======== Records for this exercise ========
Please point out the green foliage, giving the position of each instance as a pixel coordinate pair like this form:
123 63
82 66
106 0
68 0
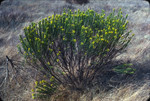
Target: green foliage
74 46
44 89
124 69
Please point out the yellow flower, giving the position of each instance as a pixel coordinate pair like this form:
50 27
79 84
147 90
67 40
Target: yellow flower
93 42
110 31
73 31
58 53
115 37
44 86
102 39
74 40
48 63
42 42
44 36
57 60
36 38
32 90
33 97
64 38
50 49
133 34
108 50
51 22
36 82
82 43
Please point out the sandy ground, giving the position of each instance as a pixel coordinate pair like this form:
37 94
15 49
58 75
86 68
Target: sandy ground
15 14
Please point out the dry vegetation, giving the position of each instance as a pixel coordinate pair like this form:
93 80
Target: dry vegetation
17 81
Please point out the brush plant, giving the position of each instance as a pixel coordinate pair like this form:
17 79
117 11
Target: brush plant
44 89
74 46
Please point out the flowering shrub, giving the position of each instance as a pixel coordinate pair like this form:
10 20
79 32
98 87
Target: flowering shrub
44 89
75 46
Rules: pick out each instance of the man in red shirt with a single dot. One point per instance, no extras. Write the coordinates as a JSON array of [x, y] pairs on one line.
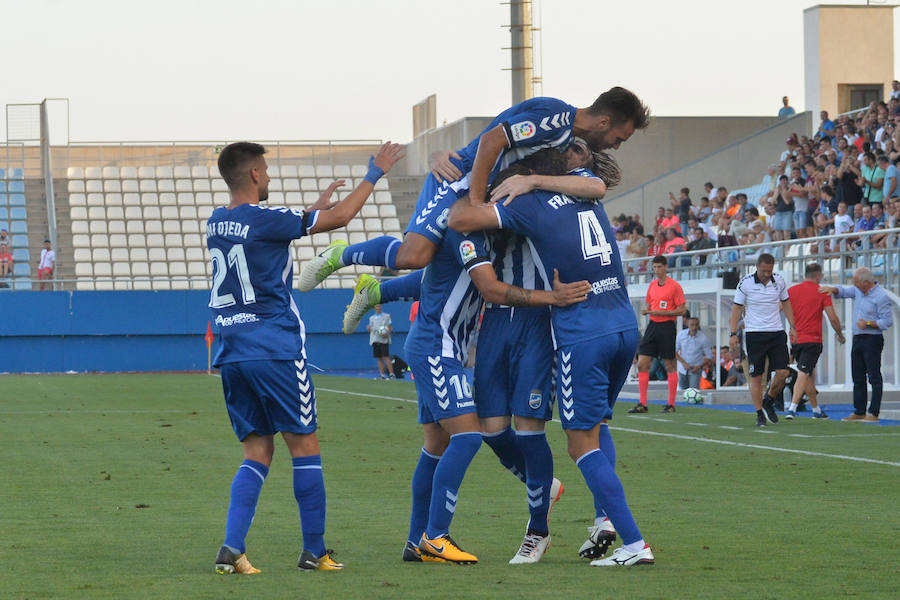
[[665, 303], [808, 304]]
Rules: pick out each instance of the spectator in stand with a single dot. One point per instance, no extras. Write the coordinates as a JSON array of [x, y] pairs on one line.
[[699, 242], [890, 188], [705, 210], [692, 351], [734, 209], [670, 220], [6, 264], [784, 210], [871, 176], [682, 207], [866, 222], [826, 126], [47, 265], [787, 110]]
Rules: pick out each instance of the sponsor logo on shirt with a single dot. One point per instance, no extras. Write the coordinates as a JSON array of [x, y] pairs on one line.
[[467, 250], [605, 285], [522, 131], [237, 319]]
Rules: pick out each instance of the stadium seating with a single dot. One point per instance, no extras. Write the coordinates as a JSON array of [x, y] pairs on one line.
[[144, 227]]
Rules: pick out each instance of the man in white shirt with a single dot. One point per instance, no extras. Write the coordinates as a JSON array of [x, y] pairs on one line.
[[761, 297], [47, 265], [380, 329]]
========
======== Records for this exercise ========
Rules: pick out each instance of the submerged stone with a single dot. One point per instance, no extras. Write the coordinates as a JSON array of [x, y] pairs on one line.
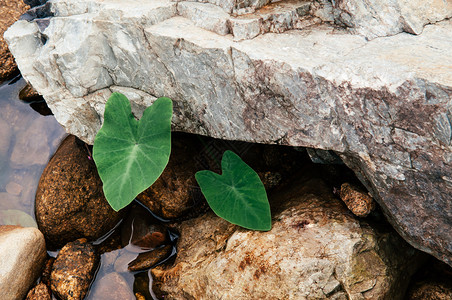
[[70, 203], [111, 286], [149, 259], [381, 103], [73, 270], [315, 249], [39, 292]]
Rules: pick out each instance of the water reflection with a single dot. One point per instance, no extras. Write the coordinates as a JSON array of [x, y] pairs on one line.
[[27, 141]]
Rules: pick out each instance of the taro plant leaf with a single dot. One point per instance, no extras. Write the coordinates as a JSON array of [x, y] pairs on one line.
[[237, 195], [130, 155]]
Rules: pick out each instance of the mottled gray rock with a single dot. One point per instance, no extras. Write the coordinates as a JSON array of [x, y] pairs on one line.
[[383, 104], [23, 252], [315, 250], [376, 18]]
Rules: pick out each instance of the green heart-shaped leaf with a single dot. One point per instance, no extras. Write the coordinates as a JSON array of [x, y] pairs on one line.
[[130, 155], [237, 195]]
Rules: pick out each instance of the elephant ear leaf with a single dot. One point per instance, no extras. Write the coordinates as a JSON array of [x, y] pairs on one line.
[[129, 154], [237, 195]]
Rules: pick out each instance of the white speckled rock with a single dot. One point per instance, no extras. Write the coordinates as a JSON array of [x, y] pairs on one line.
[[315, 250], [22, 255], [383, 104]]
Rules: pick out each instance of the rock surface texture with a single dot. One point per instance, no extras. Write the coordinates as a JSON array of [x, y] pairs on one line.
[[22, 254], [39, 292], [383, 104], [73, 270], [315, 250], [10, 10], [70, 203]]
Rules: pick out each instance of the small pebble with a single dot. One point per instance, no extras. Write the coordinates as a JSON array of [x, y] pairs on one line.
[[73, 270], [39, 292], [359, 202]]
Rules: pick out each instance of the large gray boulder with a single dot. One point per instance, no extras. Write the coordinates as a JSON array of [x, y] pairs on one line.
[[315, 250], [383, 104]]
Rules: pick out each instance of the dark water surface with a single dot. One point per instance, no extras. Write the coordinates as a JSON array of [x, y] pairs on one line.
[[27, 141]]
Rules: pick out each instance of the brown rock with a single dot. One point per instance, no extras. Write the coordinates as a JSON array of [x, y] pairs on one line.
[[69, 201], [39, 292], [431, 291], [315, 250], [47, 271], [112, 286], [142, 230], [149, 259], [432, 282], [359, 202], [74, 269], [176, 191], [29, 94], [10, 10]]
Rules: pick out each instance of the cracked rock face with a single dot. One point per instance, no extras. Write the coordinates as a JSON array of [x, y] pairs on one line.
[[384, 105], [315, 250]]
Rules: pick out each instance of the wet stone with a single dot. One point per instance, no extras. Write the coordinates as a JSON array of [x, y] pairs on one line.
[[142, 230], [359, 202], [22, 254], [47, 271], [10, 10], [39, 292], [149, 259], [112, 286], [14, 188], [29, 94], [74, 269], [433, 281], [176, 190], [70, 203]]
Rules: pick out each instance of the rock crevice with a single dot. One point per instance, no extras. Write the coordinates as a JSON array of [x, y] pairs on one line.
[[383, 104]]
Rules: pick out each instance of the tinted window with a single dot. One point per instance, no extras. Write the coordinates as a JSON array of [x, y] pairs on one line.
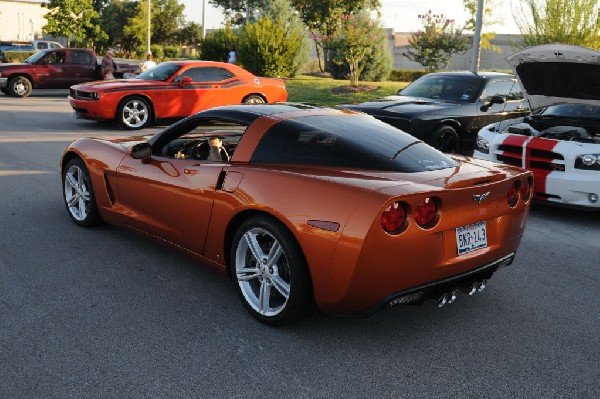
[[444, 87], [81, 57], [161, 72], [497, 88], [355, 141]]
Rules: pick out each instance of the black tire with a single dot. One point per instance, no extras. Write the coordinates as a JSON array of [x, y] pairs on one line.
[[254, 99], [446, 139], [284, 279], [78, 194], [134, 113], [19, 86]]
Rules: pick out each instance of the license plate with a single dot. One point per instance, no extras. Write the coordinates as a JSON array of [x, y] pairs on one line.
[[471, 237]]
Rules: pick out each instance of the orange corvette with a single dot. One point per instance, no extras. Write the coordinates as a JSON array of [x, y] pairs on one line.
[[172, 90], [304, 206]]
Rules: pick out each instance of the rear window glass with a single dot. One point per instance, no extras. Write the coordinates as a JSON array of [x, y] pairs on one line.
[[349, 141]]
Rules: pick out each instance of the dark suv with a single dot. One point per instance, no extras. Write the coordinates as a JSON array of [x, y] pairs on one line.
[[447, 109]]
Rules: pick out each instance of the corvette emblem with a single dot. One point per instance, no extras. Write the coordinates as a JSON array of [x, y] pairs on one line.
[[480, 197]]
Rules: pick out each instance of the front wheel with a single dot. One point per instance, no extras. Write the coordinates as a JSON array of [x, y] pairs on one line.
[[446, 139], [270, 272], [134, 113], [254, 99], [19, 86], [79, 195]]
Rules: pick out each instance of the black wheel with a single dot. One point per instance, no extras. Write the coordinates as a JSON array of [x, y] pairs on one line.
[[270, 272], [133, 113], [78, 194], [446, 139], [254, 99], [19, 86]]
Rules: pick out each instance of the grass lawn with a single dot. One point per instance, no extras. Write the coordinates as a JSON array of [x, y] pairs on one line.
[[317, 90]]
========
What needs to be done => Every line above that holds "pixel" should be copied out.

Output of the task =>
Please point out the green foliage, giving the position of each instance as a pixel coordinate pair like this form:
Please point out the yellow flower, giving the position of each instance as a pixel coordinate pair like this form:
Please point out the sandy ground, giving the position of each instance as a pixel coordinate pair like this form:
Please point out the dry vegetation, giving the position of each instance as a pixel coordinate pair like this form:
Please point out the brush plant, giving the position of each instance as a pixel coordinate pair like this form:
Please point out the flowering shrub, giving the position of each instance as a pixel coordinate pair like this form:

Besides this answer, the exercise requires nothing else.